- [JOB ITEM] Copy the material below word for word and leave out the pictures.

- [TASK INPUT]
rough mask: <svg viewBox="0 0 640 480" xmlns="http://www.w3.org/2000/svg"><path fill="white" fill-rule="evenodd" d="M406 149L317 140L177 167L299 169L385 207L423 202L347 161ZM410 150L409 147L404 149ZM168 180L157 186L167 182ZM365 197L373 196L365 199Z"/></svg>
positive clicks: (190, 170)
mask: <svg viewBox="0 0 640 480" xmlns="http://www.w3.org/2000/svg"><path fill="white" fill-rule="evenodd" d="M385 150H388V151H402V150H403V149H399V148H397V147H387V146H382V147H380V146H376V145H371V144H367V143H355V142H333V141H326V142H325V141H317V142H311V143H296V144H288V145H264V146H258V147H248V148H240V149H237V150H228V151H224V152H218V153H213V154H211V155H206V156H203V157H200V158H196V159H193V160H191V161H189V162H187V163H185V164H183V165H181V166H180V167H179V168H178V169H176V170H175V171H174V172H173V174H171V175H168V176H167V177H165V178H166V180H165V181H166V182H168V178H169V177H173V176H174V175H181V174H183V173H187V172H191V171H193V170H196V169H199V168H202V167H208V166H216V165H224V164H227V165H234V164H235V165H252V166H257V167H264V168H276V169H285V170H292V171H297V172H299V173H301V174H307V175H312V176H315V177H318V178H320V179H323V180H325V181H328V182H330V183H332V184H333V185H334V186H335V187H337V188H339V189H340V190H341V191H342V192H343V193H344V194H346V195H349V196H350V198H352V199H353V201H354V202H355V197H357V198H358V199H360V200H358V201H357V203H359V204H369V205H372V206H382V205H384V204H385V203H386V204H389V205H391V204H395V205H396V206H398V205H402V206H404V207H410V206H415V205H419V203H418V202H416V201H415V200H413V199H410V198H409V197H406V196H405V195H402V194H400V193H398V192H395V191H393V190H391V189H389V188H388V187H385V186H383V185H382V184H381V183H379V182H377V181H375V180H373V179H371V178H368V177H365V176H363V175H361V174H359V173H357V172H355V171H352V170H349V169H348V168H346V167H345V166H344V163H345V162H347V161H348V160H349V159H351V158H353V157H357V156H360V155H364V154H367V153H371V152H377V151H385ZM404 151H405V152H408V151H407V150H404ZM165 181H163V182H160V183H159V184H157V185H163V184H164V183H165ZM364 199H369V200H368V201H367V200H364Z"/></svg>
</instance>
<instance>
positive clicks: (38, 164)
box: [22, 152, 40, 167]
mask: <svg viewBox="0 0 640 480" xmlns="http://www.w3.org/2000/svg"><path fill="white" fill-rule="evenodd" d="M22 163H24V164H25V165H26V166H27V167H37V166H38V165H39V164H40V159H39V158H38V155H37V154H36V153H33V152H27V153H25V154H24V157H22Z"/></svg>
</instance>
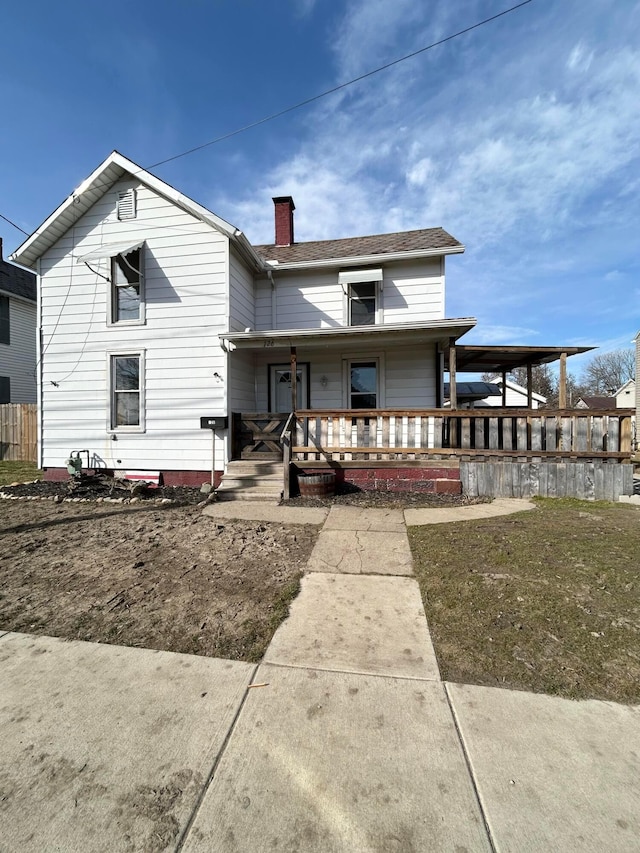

- [EXPECTED ANSWER]
rough mask: <svg viewBox="0 0 640 480" xmlns="http://www.w3.org/2000/svg"><path fill="white" fill-rule="evenodd" d="M406 149L317 140L177 167L299 169L385 207L423 202L347 161ZM410 150L409 147L404 149ZM168 180L157 186L167 182ZM365 197L373 196L365 199Z"/></svg>
positive clicks: (190, 170)
mask: <svg viewBox="0 0 640 480" xmlns="http://www.w3.org/2000/svg"><path fill="white" fill-rule="evenodd" d="M385 150H388V151H402V150H403V149H399V148H397V147H387V146H382V147H380V146H376V145H371V144H367V143H355V142H333V141H326V142H325V141H317V142H311V143H296V144H288V145H264V146H258V147H248V148H240V149H237V150H228V151H224V152H218V153H213V154H211V155H206V156H203V157H200V158H196V159H193V160H191V161H189V162H187V163H185V164H183V165H181V166H180V167H179V168H178V169H176V170H175V171H174V172H173V174H171V175H168V176H167V177H165V178H166V180H165V181H166V182H168V178H169V177H173V176H174V175H181V174H183V173H187V172H191V171H193V170H196V169H199V168H202V167H208V166H216V165H224V164H227V165H234V164H235V165H252V166H257V167H264V168H276V169H285V170H292V171H297V172H299V173H301V174H307V175H312V176H315V177H318V178H320V179H323V180H325V181H328V182H330V183H332V184H333V185H334V186H335V187H337V188H339V189H340V190H341V191H342V192H343V193H344V194H346V195H349V196H350V198H352V199H353V201H354V202H355V197H357V198H358V199H360V200H358V201H357V203H359V204H369V205H372V206H382V205H384V204H385V203H386V204H389V205H391V204H395V205H396V206H398V205H402V206H404V207H410V206H415V205H419V203H418V202H416V201H415V200H413V199H410V198H409V197H406V196H405V195H402V194H400V193H398V192H395V191H393V190H391V189H389V188H388V187H385V186H383V185H382V184H381V183H379V182H377V181H375V180H373V179H371V178H368V177H365V176H363V175H361V174H359V173H357V172H355V171H352V170H349V169H348V168H346V167H345V166H344V163H345V162H347V161H348V160H349V159H351V158H353V157H357V156H360V155H364V154H367V153H371V152H377V151H385ZM404 151H405V152H408V151H407V150H404ZM165 181H163V182H160V183H159V184H157V185H163V184H164V183H165ZM364 199H369V200H368V201H367V200H364Z"/></svg>
</instance>
<instance>
positive clicks: (38, 164)
box: [22, 152, 40, 167]
mask: <svg viewBox="0 0 640 480" xmlns="http://www.w3.org/2000/svg"><path fill="white" fill-rule="evenodd" d="M22 163H24V164H25V165H26V166H27V167H37V166H38V165H39V164H40V159H39V158H38V155H37V154H36V153H33V152H27V153H25V154H24V157H22Z"/></svg>
</instance>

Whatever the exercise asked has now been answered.